What you should do =
Quote word for word every line of the rows below, beginning with the line that contains "Localize shoe laces." and ending with the line that contains "xmin=521 ymin=72 xmax=548 ymax=79", both of those lines included.

*** Task inputs ***

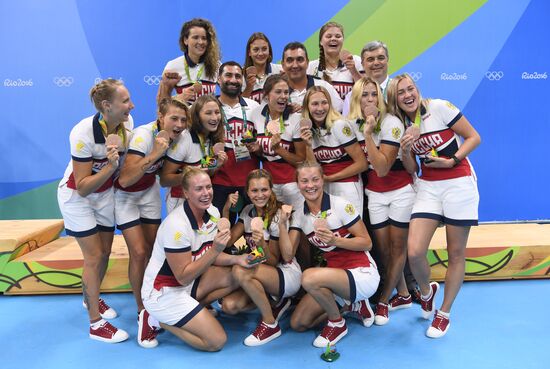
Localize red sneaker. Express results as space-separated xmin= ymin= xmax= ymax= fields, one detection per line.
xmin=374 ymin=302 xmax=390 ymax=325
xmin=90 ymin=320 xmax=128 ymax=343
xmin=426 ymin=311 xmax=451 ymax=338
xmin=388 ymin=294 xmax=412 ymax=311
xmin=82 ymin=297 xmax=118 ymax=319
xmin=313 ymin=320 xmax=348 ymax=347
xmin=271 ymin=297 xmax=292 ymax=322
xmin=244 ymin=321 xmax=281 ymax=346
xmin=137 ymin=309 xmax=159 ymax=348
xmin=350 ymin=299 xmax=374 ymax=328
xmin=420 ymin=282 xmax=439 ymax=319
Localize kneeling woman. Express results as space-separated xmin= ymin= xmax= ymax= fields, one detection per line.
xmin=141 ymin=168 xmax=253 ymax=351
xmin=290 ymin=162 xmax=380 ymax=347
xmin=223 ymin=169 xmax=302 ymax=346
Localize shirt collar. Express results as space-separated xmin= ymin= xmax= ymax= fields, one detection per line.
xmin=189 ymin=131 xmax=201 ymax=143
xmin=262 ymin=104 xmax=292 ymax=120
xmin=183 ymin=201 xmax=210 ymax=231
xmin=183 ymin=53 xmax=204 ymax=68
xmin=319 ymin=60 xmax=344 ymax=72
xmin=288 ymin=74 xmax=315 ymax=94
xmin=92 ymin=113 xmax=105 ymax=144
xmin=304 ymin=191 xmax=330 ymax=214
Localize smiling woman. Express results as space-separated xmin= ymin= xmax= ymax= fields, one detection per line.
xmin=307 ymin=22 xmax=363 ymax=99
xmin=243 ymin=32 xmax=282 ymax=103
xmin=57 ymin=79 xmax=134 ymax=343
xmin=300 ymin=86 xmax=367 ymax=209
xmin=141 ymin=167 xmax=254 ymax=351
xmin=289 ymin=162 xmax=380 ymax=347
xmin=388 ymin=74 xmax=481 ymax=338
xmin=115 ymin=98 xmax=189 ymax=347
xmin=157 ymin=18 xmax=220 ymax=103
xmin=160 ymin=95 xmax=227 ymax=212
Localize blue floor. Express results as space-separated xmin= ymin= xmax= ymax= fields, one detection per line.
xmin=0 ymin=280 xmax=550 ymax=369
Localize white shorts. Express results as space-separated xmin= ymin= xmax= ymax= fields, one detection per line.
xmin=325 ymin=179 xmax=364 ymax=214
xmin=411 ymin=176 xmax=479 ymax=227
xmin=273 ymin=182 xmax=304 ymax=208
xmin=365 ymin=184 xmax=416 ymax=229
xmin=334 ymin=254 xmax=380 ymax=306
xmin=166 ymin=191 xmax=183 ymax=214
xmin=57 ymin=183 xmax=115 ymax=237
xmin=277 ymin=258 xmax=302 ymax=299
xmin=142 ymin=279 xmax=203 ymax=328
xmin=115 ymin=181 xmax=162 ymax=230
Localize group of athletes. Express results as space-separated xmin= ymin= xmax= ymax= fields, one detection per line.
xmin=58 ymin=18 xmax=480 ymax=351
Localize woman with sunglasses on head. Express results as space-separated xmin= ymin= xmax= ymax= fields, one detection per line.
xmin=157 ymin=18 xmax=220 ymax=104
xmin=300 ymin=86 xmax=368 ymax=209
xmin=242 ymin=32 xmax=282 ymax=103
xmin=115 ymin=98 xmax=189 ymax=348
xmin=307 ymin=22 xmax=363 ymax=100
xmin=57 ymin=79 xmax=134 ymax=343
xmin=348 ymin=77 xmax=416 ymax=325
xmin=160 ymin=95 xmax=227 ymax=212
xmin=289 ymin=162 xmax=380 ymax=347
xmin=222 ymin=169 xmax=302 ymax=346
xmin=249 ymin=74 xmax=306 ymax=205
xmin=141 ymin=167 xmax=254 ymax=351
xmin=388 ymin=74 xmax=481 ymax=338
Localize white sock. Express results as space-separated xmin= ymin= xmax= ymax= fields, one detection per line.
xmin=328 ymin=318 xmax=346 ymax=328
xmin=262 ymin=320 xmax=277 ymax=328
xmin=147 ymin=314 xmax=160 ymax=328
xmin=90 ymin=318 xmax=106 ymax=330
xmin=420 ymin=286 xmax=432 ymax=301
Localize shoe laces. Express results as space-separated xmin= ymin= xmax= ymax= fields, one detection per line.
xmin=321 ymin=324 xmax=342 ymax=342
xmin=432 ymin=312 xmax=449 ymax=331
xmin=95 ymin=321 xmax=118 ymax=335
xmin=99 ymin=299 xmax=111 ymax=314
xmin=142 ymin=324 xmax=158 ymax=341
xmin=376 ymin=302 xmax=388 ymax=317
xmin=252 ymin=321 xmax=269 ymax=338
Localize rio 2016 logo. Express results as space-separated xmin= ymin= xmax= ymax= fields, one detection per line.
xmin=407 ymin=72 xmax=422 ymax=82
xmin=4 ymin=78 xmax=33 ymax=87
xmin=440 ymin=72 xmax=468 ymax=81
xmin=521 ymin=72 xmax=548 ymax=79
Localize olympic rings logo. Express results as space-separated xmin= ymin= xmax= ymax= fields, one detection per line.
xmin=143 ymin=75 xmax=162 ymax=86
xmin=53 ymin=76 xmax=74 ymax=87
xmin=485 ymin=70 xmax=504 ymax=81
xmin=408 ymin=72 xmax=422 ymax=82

***

Exercise result =
Localize shoe laces. Express results as space-separated xmin= ymin= xmax= ymax= fields, one detection per line.
xmin=321 ymin=324 xmax=342 ymax=342
xmin=432 ymin=312 xmax=449 ymax=331
xmin=95 ymin=321 xmax=118 ymax=335
xmin=99 ymin=299 xmax=111 ymax=314
xmin=142 ymin=324 xmax=158 ymax=341
xmin=376 ymin=302 xmax=388 ymax=317
xmin=252 ymin=321 xmax=269 ymax=338
Localize rio 2016 logo. Express results as space-separated xmin= ymin= xmax= ymax= fields, one detection per line.
xmin=407 ymin=72 xmax=422 ymax=82
xmin=4 ymin=78 xmax=33 ymax=87
xmin=440 ymin=72 xmax=468 ymax=81
xmin=521 ymin=72 xmax=548 ymax=79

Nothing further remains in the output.